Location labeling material
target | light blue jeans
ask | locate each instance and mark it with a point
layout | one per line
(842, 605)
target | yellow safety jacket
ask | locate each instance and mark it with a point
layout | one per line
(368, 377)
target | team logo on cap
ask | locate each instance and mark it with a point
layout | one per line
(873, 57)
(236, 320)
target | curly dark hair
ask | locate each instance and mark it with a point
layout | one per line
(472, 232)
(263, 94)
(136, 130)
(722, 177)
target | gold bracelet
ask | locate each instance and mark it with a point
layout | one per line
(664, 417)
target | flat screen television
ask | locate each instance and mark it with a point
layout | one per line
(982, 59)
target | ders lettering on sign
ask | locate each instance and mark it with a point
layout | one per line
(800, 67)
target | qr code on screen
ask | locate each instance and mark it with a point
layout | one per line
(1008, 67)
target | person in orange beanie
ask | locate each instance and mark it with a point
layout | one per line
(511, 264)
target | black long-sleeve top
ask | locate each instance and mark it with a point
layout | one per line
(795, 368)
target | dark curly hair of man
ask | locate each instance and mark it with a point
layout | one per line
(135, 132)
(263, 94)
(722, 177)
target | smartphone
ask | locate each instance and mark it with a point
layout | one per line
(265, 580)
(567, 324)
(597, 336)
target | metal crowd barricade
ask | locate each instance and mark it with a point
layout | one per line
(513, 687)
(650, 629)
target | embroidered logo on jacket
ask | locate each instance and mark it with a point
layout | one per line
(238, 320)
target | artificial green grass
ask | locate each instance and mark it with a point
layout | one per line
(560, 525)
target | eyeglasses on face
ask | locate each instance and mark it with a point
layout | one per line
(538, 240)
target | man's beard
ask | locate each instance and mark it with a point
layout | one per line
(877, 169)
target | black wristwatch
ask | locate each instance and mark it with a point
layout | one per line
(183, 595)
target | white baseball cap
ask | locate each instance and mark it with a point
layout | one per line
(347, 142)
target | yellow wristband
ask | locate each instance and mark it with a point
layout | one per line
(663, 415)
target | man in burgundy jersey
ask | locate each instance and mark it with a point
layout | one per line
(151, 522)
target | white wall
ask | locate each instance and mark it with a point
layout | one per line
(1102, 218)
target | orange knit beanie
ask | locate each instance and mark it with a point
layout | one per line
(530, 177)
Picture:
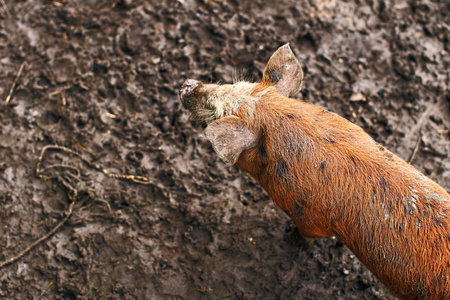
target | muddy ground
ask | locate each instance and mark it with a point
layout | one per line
(102, 78)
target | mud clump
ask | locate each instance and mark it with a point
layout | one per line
(102, 78)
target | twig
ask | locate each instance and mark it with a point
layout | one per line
(15, 82)
(6, 9)
(413, 154)
(134, 178)
(68, 213)
(45, 290)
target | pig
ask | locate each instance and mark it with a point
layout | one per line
(330, 177)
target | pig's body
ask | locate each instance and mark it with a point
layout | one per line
(331, 178)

▶ [Required work] Rewrite all of the material above, replacing "locate" with "find" and keeping everything else the same. Leave the pictures out of your version.

▶ [Response]
target | light blue jeans
ask | find each instance and mark it with a point
layout | one per line
(842, 605)
target | yellow safety jacket
ask | find each instance and mark it with a point
layout | one per line
(368, 377)
target | team logo on cap
ask | find each instance and mark it with a point
layout | one per line
(873, 57)
(236, 320)
target | curly dark hair
ask | find each instance and mark it with a point
layout | one per line
(472, 232)
(263, 94)
(136, 130)
(722, 177)
target | gold bracelet
ask | find each instance and mark it with a point
layout | one per line
(664, 417)
target | flat screen television
ask | find each instance and mark it with a point
layout | one per line
(982, 59)
target | ders lettering on sign
ask | find each instance and mark it with a point
layout | one per line
(800, 67)
target | qr code on screen
ask | find each instance and mark it with a point
layout | one per line
(1008, 67)
target | person in orange beanie
ask | find each instance and mark it with a point
layout | one per line
(511, 264)
target | black long-sleeve top
ask | find each instance and mark it with a point
layout | one per line
(795, 368)
target | dark curly hair of man
ask | find each instance and mark it with a point
layout | one per line
(135, 132)
(263, 94)
(722, 177)
target | smartphone
ask | find each instance and mark it with a point
layout | one per line
(265, 580)
(567, 324)
(597, 336)
target | metal crowd barricade
ask | find each instance and mark it with a point
layout | one per line
(513, 687)
(650, 629)
target | embroidered logo on jacket
ask | find each instance and mark it with a point
layout | one per line
(238, 320)
target | artificial green grass
ask | find each instance and mark it with a point
layout | one per line
(560, 525)
target | eyeglasses on face
ask | find each instance and mark it with a point
layout | one per line
(538, 240)
target | man's beard
ask | find each instance and mark it with a point
layout | one per line
(877, 169)
target | black wristwatch
ask | find each instance and mark it with a point
layout | one per line
(183, 595)
target | white baseball cap
ask | find each instance and mark it with a point
layout | one per line
(347, 142)
target | yellow wristband
ask | find each instance and mark it with a point
layout | one per line
(663, 415)
target | man in burgundy jersey
ask | find each instance and mark it with a point
layout | one per line
(151, 522)
target | white wall
ask | find each instance and mark it with a point
layout | one per line
(1102, 218)
target | orange knit beanie
ask | find each instance and mark it with a point
layout | one per line
(530, 177)
Picture:
target | muddy ground
ask | find each instance and mark it with a point
layout | one per line
(102, 78)
target | mud clump
ask | find each instance and mark it with a point
layout | one per line
(102, 78)
target | twig
ask | find each instance and mark it with a point
layout | one per line
(15, 82)
(6, 9)
(413, 154)
(134, 178)
(68, 213)
(45, 290)
target | pig
ask | find each instance and mark it with a point
layout | one per line
(330, 177)
target | pig's body
ask | find each instance and mark it with a point
layout | one per line
(331, 178)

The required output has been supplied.